## Set problem:
Drop the pictures from the entries below, then reproduce the rest exactly.
─── Stored rows
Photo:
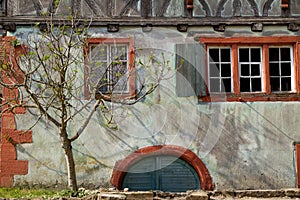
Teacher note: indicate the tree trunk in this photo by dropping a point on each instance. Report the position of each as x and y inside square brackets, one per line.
[67, 146]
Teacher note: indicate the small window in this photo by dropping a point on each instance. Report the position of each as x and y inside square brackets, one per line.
[220, 70]
[2, 7]
[250, 69]
[281, 71]
[110, 67]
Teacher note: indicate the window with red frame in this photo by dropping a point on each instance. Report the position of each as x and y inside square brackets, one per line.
[110, 67]
[251, 69]
[2, 7]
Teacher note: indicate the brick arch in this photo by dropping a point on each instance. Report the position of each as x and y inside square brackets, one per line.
[187, 155]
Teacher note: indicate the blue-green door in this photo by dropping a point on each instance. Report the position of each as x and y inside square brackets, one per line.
[165, 173]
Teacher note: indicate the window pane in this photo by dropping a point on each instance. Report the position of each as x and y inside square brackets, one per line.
[245, 84]
[119, 52]
[245, 70]
[280, 69]
[214, 54]
[214, 70]
[256, 84]
[226, 70]
[285, 54]
[274, 69]
[286, 84]
[275, 84]
[244, 55]
[255, 70]
[285, 69]
[255, 54]
[214, 85]
[274, 54]
[225, 55]
[118, 77]
[226, 85]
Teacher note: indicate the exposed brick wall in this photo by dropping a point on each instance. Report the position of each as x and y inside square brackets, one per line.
[10, 137]
[297, 146]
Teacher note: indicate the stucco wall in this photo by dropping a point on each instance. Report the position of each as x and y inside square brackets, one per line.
[244, 145]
──────
## Complete output:
Photo:
Teacher note: indicate the tree trunk in this photo by dropping a point on each instance. Report the position of each as x and y inside square brackets, one per line.
[67, 146]
Teacher note: indicate the small window in this photo by dropping a point on each instance. Report the position of each as x and y inside square brackets, one per line.
[220, 70]
[2, 7]
[250, 69]
[281, 71]
[110, 67]
Teacher note: indicate the window with red frame in this photo by dropping a point on each instance. Report the position of each as x and y inside square brackets, one per line.
[110, 67]
[251, 69]
[2, 7]
Teacher note: indicate the brick arch in this photo by dropping a point on each instance. Report the position of each as x and y inside square brackets, one per line.
[187, 155]
Teacher note: indicate the blue-green door in this photo by dropping a point on each instance. Report the position of each as x and y inside square brackets, one per line.
[165, 173]
Teacher note: indicate the window pane in this photo by dropping a point on each instance. Report the position of each as x and y inside square brackets, one per line.
[245, 84]
[119, 52]
[245, 70]
[280, 69]
[214, 54]
[214, 70]
[256, 84]
[226, 70]
[285, 54]
[274, 69]
[286, 84]
[275, 84]
[244, 55]
[255, 70]
[285, 69]
[255, 54]
[214, 85]
[274, 54]
[225, 55]
[118, 77]
[226, 85]
Teacher note: indicate the exposed brick wall in this photo by dropping a point on each instance. Report the position of each as x and y inside square brackets, one per line.
[10, 137]
[297, 146]
Teacher note: indicate the stucco wall in this photo by dropping a point on each instance. Report the position of each as x and y inside square brackets, one per line.
[244, 145]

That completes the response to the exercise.